▶ _ЦЕЛЬ ЗАДАНИЯ_: Извлеките без изменений строки, начиная со строки с «Target: orange step edge» и до самой последней строки включительно.

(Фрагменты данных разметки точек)
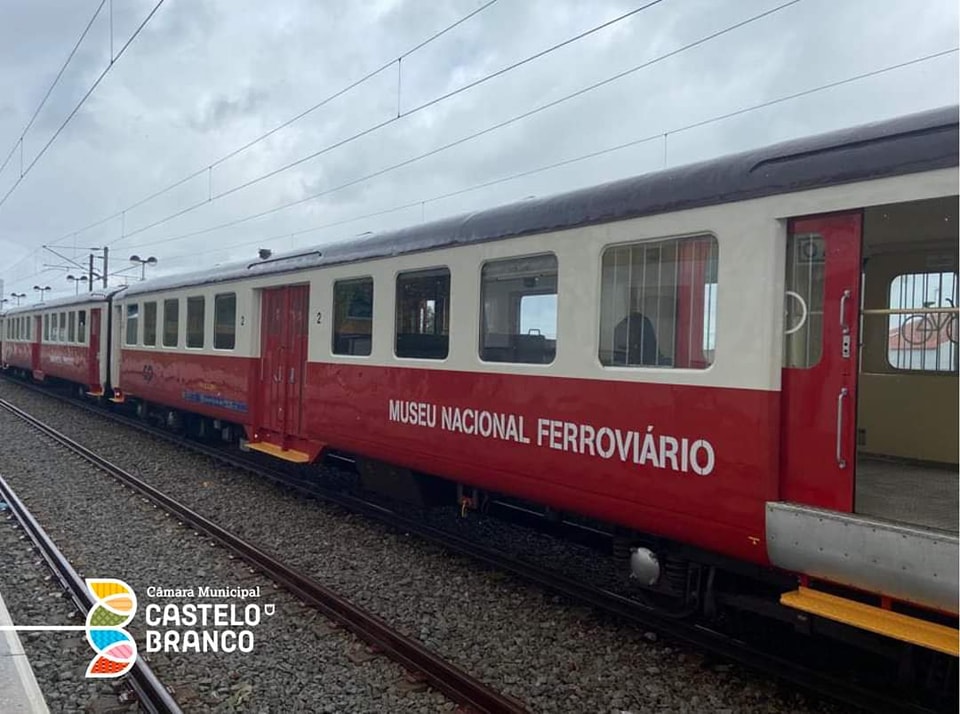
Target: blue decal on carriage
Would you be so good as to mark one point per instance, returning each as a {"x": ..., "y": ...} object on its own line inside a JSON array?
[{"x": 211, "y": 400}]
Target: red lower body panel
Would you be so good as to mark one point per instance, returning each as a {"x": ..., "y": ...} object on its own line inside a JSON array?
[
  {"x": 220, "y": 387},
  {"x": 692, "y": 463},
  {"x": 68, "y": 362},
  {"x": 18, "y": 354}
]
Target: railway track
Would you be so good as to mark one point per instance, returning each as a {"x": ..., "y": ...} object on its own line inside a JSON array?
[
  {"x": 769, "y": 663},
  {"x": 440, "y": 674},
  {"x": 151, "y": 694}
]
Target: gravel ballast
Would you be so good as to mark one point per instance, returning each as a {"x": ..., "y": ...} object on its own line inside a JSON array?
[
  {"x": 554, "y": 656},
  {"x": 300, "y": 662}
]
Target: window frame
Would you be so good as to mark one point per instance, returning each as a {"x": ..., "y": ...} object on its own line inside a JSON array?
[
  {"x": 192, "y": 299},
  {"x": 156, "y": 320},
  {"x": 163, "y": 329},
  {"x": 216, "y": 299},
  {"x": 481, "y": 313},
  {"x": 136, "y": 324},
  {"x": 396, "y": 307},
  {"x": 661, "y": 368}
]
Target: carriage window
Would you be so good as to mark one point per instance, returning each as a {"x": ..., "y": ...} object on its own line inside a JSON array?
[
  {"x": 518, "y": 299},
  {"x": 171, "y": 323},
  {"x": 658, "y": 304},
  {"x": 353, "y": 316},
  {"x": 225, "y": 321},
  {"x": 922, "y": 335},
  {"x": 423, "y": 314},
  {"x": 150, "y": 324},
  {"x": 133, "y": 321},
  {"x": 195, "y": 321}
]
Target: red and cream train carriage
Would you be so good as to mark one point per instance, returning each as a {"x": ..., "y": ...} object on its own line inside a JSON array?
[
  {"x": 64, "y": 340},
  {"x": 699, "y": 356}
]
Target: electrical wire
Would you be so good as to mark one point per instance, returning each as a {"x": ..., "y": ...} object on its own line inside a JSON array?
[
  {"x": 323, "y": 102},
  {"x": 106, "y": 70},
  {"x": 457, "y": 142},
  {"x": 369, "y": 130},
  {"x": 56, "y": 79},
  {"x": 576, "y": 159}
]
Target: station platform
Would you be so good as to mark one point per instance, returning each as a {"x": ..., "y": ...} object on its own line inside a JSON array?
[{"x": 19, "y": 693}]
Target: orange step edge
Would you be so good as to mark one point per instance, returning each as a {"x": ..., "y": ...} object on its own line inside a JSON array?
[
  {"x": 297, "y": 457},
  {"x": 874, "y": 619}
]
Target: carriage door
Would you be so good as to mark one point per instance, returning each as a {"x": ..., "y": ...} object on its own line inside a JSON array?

▶ _ИТОГОВЫЙ РЕЗУЛЬТАТ_:
Target: orange step edge
Would you be so good as to mark one point per instance, returning each as a {"x": ..., "y": ...} object on its own line inside a JSON array?
[
  {"x": 297, "y": 457},
  {"x": 874, "y": 619}
]
Target: carriage door
Would you be so good as to mark one point per instance, returning each as a {"x": ..., "y": ...} object on its own line inside a JSON array?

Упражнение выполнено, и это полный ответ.